● WRITTEN INSTRUCTION 1
Print the stretch of the Gao Yisheng article from "Gao Yisheng ()" through "cannot be underestimated.", copied word for word.
● WRITTEN INSTRUCTION 2
Based on the Gao Yisheng article, mark each statement yes or no and quote the words that settle it: (a) Gao Yisheng was born in Shandong province in 1866. (b) His leg was broken by a horse. (c) He used a cane for the rest of his life.
● WRITTEN INSTRUCTION 3
Write the next part of the Gao Yisheng article, picking up after its final sentence.

● ARTICLE
╭──

Gao Yisheng () (1866–1951) was the creator of the Gao style of the Chinese Internal Martial Art of Baguazhang. His life bridged the second generation and third generation of Bagua practitioners into the 20th century. He was one of the few third generation Bagua practitioners to live beyond the 1940s. His innovation and impact on Bagua as a fighting art cannot be underestimated.

Life
Gao Yisheng was born in Da Zhuang Zi Village, Da Shan Township, Wu Di County, Shandong province, China in 1866. During his childhood his family fortune was lost so they moved to Wu Ching County, Shaogao township in Hebei province to find employment. When he was young his leg was broken by a mule cart and the bone was set incorrectly so Gao walked with a cane the rest of his life. As a boy he learned the art of Da Hong Quan (Big Red Fist) in his home village.

╰──

● COLLECTED DATA
╭──

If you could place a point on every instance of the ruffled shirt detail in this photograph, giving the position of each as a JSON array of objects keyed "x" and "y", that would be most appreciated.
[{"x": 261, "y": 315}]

╰──

● FINAL ANSWER 1
Gao Yisheng () (1866–1951) was the creator of the Gao style of the Chinese Internal Martial Art of Baguazhang. His life bridged the second generation and third generation of Bagua practitioners into the 20th century. He was one of the few third generation Bagua practitioners to live beyond the 1940s. His innovation and impact on Bagua as a fighting art cannot be underestimated.

● FINAL ANSWER 2
(a) Yes: "Gao Yisheng was born in Da Zhuang Zi Village, Da Shan Township, Wu Di County, Shandong province, China in 1866."
(b) No: "his leg was broken by a mule cart"
(c) Yes: "Gao walked with a cane the rest of his life"

● FINAL ANSWER 3
In 1892 when Gao was twenty-six years old he began his study of Baguazhang with Dong Haichuan’s student Sung Zhangjun (Song Changrong). After three years of practice with Song all he had learned was basic circle walking and the single palm change. Gao asked for more instruction, but Song refused and Gao left to find another teacher.

At age thirty, in 1896, Gao met Zhou Yuxiang. Zhou was a talented student of Cheng Tinghua. Zhou’s skill in fighting had earned him the nickname “Peerless Palm” Zhou. Gao and Zhou “crossed hands” three times and Gao was defeated each time. Gao knelt and asked to become Zhou's disciple. Zhou said they were too close in age for him to bring him into the system so Zhou took Gao to Beijing to meet his teacher Cheng Tinghua. Cheng accepted him as his student because of his previous experience with Sung and on Zhou Yuxiang's recommendation. Gao learned the majority of the system from Zhou and would travel to Beijing periodically to study with Cheng, until Cheng's death four years later. Gao learned the eight xian tian palms, weapons forms and applications.

After six years of intense study Gao began teaching Cheng Tinghua Style Ba Gua Zhang in Shao-gao township, Wu Ching County, Hebei province. Some time between 1902 and 1911 Gao also studied Xingyiquan with Li Cunyi. In 1911 he returned to his home village Shandong province at the age of forty – five at which time he started teaching his Gao style Baguazhang.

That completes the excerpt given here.